▶ _PROBLEM TO WORK ON_
Look through the data that follows and say how many of its lines contain "this", giving the number only.

[Saved entries]
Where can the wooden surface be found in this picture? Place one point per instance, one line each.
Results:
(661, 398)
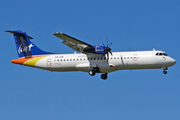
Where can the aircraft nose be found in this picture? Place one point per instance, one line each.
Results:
(173, 61)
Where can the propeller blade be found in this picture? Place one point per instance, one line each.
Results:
(110, 44)
(103, 45)
(107, 56)
(110, 53)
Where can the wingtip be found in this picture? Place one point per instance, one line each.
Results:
(57, 33)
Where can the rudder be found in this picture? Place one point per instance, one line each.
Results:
(25, 48)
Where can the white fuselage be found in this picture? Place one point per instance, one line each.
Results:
(119, 61)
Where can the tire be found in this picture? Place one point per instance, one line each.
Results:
(92, 72)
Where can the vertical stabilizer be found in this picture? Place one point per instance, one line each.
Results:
(25, 48)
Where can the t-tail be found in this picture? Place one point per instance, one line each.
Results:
(25, 48)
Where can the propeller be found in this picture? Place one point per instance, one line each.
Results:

▶ _ANSWER SECTION_
10